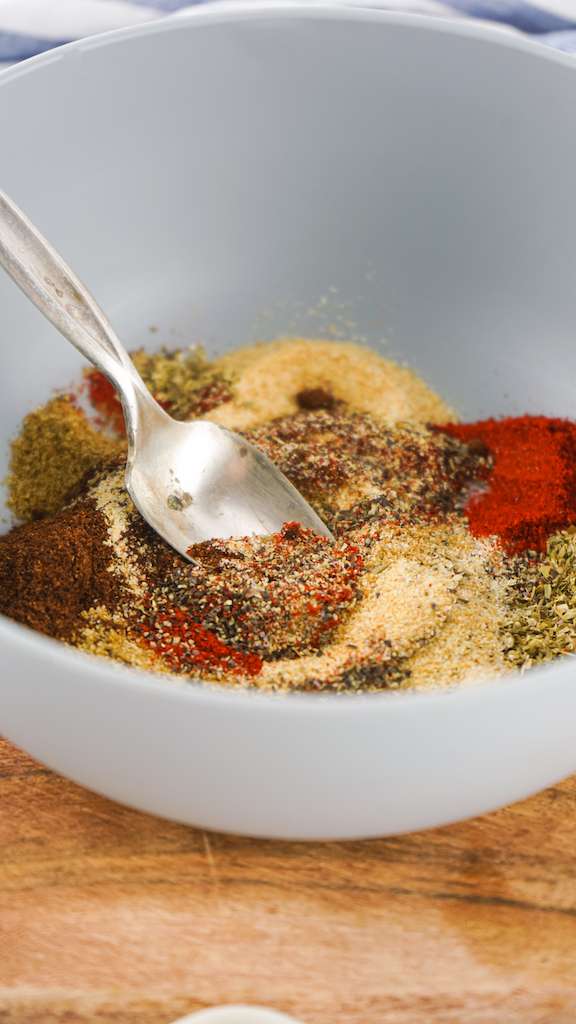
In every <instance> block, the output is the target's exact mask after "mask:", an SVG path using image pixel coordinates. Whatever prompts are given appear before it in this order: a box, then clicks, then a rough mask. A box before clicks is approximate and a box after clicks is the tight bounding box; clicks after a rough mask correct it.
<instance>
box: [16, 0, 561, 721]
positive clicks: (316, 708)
mask: <svg viewBox="0 0 576 1024" xmlns="http://www.w3.org/2000/svg"><path fill="white" fill-rule="evenodd" d="M247 20H268V22H281V20H335V22H346V20H349V22H363V23H368V24H370V23H372V24H378V25H380V26H383V27H387V28H389V29H392V30H393V31H394V30H395V29H396V28H401V29H410V28H418V29H422V30H424V31H429V32H436V33H440V34H443V35H450V36H456V37H460V38H471V39H477V40H480V41H482V42H485V43H487V44H488V45H490V44H493V45H496V46H502V47H506V48H508V49H511V50H517V51H519V52H523V53H526V54H529V55H531V56H533V57H534V58H536V59H539V60H544V61H547V62H549V63H552V65H560V66H561V67H564V68H567V69H570V70H571V71H572V72H573V73H574V72H576V57H575V56H574V55H572V54H569V53H564V52H563V51H561V50H556V49H553V48H551V47H548V46H546V45H545V44H543V43H541V42H537V41H533V40H532V39H530V38H528V37H526V36H524V35H523V34H521V33H518V34H517V33H516V32H515V31H513V30H509V29H507V28H504V27H500V26H498V25H491V24H487V23H486V22H482V23H478V22H474V20H471V19H466V18H464V17H461V18H459V17H443V16H438V15H429V14H411V13H405V12H400V11H386V10H380V9H378V8H373V7H369V6H366V7H360V6H356V5H355V4H354V3H351V4H349V5H348V4H346V0H218V2H217V3H213V4H207V5H206V6H199V7H190V8H187V9H186V10H179V11H175V12H173V13H171V14H167V15H165V16H162V17H160V18H158V19H154V20H151V22H146V23H143V24H142V25H137V26H130V27H128V28H124V29H116V30H112V31H109V32H104V33H99V34H98V35H95V36H90V37H87V38H85V39H79V40H76V41H74V42H71V43H66V44H64V45H61V46H58V47H56V48H54V49H52V50H48V51H46V52H44V53H40V54H38V55H37V56H34V57H30V58H28V59H26V60H23V61H20V62H19V63H16V65H13V66H12V67H10V68H7V69H4V70H2V71H0V88H1V87H2V86H4V85H7V84H9V83H11V82H13V81H15V80H16V79H18V78H20V77H23V76H26V75H30V74H34V73H35V72H37V71H41V70H42V68H45V67H47V66H48V65H51V63H53V62H54V61H59V60H66V59H69V58H73V59H75V58H76V57H77V55H80V54H81V53H82V52H84V51H87V50H93V49H100V48H102V49H105V48H108V47H110V46H114V45H115V44H116V43H121V42H123V41H124V40H126V39H138V38H140V37H145V36H154V35H161V34H164V33H169V32H172V31H177V30H178V29H180V28H181V27H182V22H186V23H189V25H190V27H191V28H196V27H198V28H201V27H205V26H212V25H214V26H217V25H220V24H223V25H237V24H239V23H246V22H247ZM0 644H1V645H2V648H3V649H5V645H8V646H9V647H10V648H11V649H12V650H14V652H15V653H16V654H19V653H20V652H22V654H23V655H24V656H26V653H27V652H28V651H32V652H35V653H36V654H37V655H38V657H42V656H43V657H45V658H47V659H50V660H51V662H52V663H54V662H55V663H56V664H57V665H60V666H61V668H63V671H65V672H70V671H73V672H74V671H76V672H77V674H78V676H79V677H80V678H79V679H78V680H77V681H76V682H75V685H77V686H81V685H82V682H83V681H86V682H87V681H88V680H96V681H99V682H100V683H101V684H102V685H107V684H108V685H110V686H111V687H117V686H120V687H124V688H129V689H131V690H133V689H134V688H137V689H138V691H139V692H140V693H142V694H143V693H148V694H150V698H151V699H155V697H156V696H162V697H164V698H165V699H168V700H178V701H187V702H191V701H192V702H193V703H199V702H200V703H204V702H207V703H209V705H216V703H220V705H221V703H224V705H225V706H230V707H234V709H235V710H238V711H242V710H244V711H252V710H257V709H260V710H261V711H264V710H266V709H269V708H275V707H281V709H282V714H283V715H285V716H286V714H287V712H288V713H290V714H293V715H296V716H301V715H302V714H305V715H307V714H308V713H316V714H322V715H323V716H326V715H327V714H328V715H330V716H332V715H338V716H340V715H341V714H345V715H349V714H351V713H352V714H360V715H364V714H365V713H366V712H368V713H369V714H373V713H374V712H375V711H377V710H379V711H380V712H382V713H388V714H389V713H392V712H393V710H395V711H396V713H403V712H406V713H410V712H411V711H412V710H414V709H415V708H416V707H417V708H422V707H425V706H428V707H430V708H431V707H434V708H440V707H441V701H454V700H457V701H458V702H464V703H465V702H468V703H470V702H471V705H472V706H474V705H475V703H476V702H477V701H478V700H481V701H484V700H485V699H486V698H487V695H488V694H492V695H493V696H494V698H495V699H500V700H508V699H509V698H510V697H511V698H517V697H520V698H521V699H522V698H523V694H526V695H528V692H527V691H532V692H534V691H535V690H536V691H537V690H539V689H540V688H541V687H544V686H545V687H546V689H547V690H548V692H549V696H550V698H551V697H552V693H551V689H550V687H552V688H553V689H556V688H557V686H562V685H563V684H564V683H565V682H567V683H568V682H570V677H571V675H572V669H571V666H570V658H571V655H567V656H564V657H561V658H557V659H556V660H553V662H550V663H548V664H546V665H545V666H543V667H541V668H537V669H532V670H530V672H529V674H528V675H525V674H523V673H520V672H512V671H510V673H509V674H506V675H504V676H499V677H496V678H483V679H480V678H479V679H478V680H475V681H474V682H471V683H466V684H464V685H461V684H454V686H452V687H447V686H444V687H443V686H439V687H438V688H431V687H430V689H429V690H427V689H424V690H400V691H395V690H382V691H381V692H377V693H364V692H358V693H357V692H355V693H328V692H322V693H301V692H290V691H281V692H271V691H264V690H258V689H257V688H256V687H250V686H247V687H227V686H223V685H218V684H214V683H205V682H202V681H201V680H195V679H186V680H183V679H181V678H179V677H174V676H162V675H160V674H155V673H152V672H148V671H142V670H141V669H134V668H129V667H127V666H123V665H120V664H118V663H114V662H109V660H106V659H105V658H102V657H98V656H97V655H92V654H87V653H84V652H82V651H79V650H77V649H75V648H73V647H70V646H68V645H67V644H65V643H63V642H61V641H58V640H54V639H52V638H50V637H47V636H44V635H42V634H40V633H38V632H37V631H35V630H33V629H30V628H28V627H25V626H22V625H19V624H18V623H14V622H12V621H11V620H9V618H8V617H7V616H5V615H2V614H0ZM572 656H574V655H572Z"/></svg>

**Work to be completed**. Please output the records exactly, leaving the pictures out.

**Finished exercise**.
In every <instance> block, the output is the target's exact mask after "mask:", an SVG path using image pixel coordinates. Whatever prompts are given appear before it in this order: a box, then clicks, then a rough mask. A box before clicks is approximate and a box after clicks is the tight bounding box; clicks after a rough mask correct it.
<instance>
box: [16, 0, 561, 721]
positive clicks: (316, 708)
mask: <svg viewBox="0 0 576 1024" xmlns="http://www.w3.org/2000/svg"><path fill="white" fill-rule="evenodd" d="M247 20H268V22H281V20H335V22H346V20H349V22H363V23H368V24H370V23H372V24H378V25H380V26H383V27H387V28H389V29H392V30H393V31H394V30H395V29H396V28H401V29H410V28H418V29H422V30H424V31H429V32H436V33H440V34H443V35H450V36H456V37H460V38H471V39H477V40H480V41H482V42H485V43H487V44H488V45H490V44H493V45H496V46H502V47H506V48H508V49H511V50H517V51H519V52H523V53H526V54H529V55H531V56H533V57H534V58H536V59H539V60H544V61H547V62H549V63H552V65H560V66H561V67H564V68H567V69H570V70H571V71H572V72H573V73H574V72H576V57H575V56H574V55H572V54H569V53H564V52H563V51H561V50H556V49H553V48H551V47H548V46H546V45H545V44H543V43H541V42H537V41H533V40H532V39H530V38H528V37H526V36H524V35H523V34H521V33H518V34H517V33H516V32H515V31H513V30H509V29H507V28H504V27H500V26H498V25H491V24H487V23H486V22H482V23H478V22H474V20H471V19H466V18H464V17H461V18H459V17H443V16H438V15H429V14H411V13H405V12H400V11H386V10H380V9H378V8H373V7H369V6H366V7H360V6H356V5H355V4H354V3H351V4H349V5H348V4H346V0H218V2H217V3H213V4H207V5H206V6H199V7H190V8H187V9H186V10H179V11H175V12H173V13H171V14H167V15H165V16H162V17H160V18H158V19H154V20H151V22H146V23H143V24H142V25H137V26H130V27H128V28H124V29H116V30H112V31H109V32H104V33H99V34H98V35H95V36H90V37H87V38H85V39H79V40H76V41H74V42H71V43H66V44H64V45H61V46H58V47H56V48H54V49H52V50H48V51H46V52H44V53H40V54H38V55H37V56H34V57H30V58H28V59H26V60H23V61H20V62H19V63H16V65H13V66H12V67H10V68H7V69H4V70H2V71H0V88H1V87H2V86H4V85H7V84H9V83H11V82H13V81H15V80H16V79H18V78H20V77H23V76H26V75H30V74H34V73H35V72H37V71H41V70H42V68H45V67H47V66H48V65H51V63H53V62H54V61H59V60H66V59H69V58H73V59H75V58H76V57H77V55H80V54H81V53H82V52H84V51H87V50H93V49H100V48H102V49H105V48H108V47H110V46H114V45H115V44H116V43H121V42H123V41H124V40H126V39H138V38H140V37H145V36H154V35H161V34H164V33H169V32H172V31H177V30H178V29H180V28H181V27H182V22H186V23H189V25H190V27H191V28H196V27H198V28H201V27H205V26H212V25H214V26H217V25H220V24H223V25H237V24H239V23H246V22H247ZM0 644H1V645H2V648H3V649H5V645H8V646H9V647H10V648H11V649H12V650H14V652H15V653H16V654H19V653H20V652H22V654H23V655H24V656H26V653H27V652H28V651H32V652H35V653H36V654H37V655H38V657H42V656H43V657H45V658H47V659H50V660H51V662H52V663H54V662H55V663H56V664H57V665H60V666H61V668H63V671H65V672H70V671H73V672H74V671H76V672H77V674H78V676H79V677H80V678H79V679H78V680H77V681H76V682H75V685H77V686H81V685H82V682H83V681H86V682H87V681H88V680H96V681H99V682H100V683H101V684H102V685H107V684H108V685H110V686H111V687H117V686H120V687H124V688H129V689H131V690H133V689H134V688H137V689H138V691H139V692H140V693H142V694H143V693H148V694H150V698H151V699H155V697H156V696H162V697H164V698H165V699H168V700H178V701H187V702H191V701H192V702H193V703H199V702H200V703H204V702H207V703H209V705H216V703H220V705H221V703H224V705H225V706H230V707H234V709H235V710H238V711H242V710H244V711H252V710H257V709H260V710H261V711H264V710H266V709H269V708H275V707H281V709H282V714H283V715H285V716H286V714H287V712H288V713H290V714H293V715H296V716H301V715H302V714H305V715H307V714H308V713H316V714H322V715H323V716H326V715H327V714H328V715H330V716H332V715H338V716H340V715H341V714H345V715H349V714H351V713H352V714H360V715H364V714H365V713H366V712H368V713H369V714H373V713H374V712H375V711H377V710H379V711H380V712H382V713H388V714H389V713H392V712H393V710H395V711H396V713H403V712H406V713H410V712H411V711H412V710H414V709H415V708H416V707H417V708H422V707H425V706H428V707H430V708H431V707H434V708H440V707H441V701H454V700H457V701H458V702H464V703H465V702H468V703H470V702H471V705H472V706H474V705H475V703H476V702H477V701H478V700H481V701H484V700H485V699H486V698H487V695H488V694H492V695H493V696H494V698H495V699H500V700H508V699H509V698H510V697H511V698H517V697H520V698H521V699H522V698H523V694H526V695H528V692H527V691H532V692H534V691H535V690H536V691H537V690H539V689H540V688H541V687H544V686H545V687H546V689H547V690H548V692H549V696H550V698H551V697H552V693H551V689H550V687H552V688H553V689H556V688H557V686H562V685H563V684H564V683H565V682H567V683H568V682H570V677H571V675H572V669H571V666H570V658H571V655H567V656H564V657H561V658H557V659H556V660H553V662H550V663H548V664H546V665H545V666H543V667H541V668H537V669H532V670H530V672H529V674H528V675H525V674H523V673H520V672H512V671H510V673H509V674H506V675H504V676H499V677H496V678H483V679H480V678H479V679H478V680H475V681H474V682H471V683H466V684H464V685H461V684H454V686H452V687H447V686H444V687H443V686H439V687H438V688H431V687H430V689H429V690H427V689H424V690H400V691H395V690H382V691H381V692H377V693H364V692H358V693H357V692H355V693H328V692H322V693H301V692H290V691H281V692H271V691H264V690H258V689H257V688H256V687H250V686H247V687H227V686H223V685H218V684H214V683H205V682H202V681H201V680H195V679H186V680H183V679H181V678H179V677H174V676H162V675H160V674H155V673H152V672H148V671H142V670H141V669H134V668H129V667H127V666H123V665H120V664H118V663H114V662H109V660H106V659H105V658H102V657H98V656H97V655H92V654H87V653H84V652H82V651H79V650H77V649H75V648H73V647H70V646H68V645H67V644H65V643H63V642H61V641H58V640H54V639H52V638H50V637H47V636H44V635H42V634H40V633H38V632H37V631H35V630H33V629H30V628H28V627H25V626H22V625H19V624H18V623H14V622H12V621H11V620H9V618H8V617H7V616H5V615H2V614H0ZM572 656H574V655H572Z"/></svg>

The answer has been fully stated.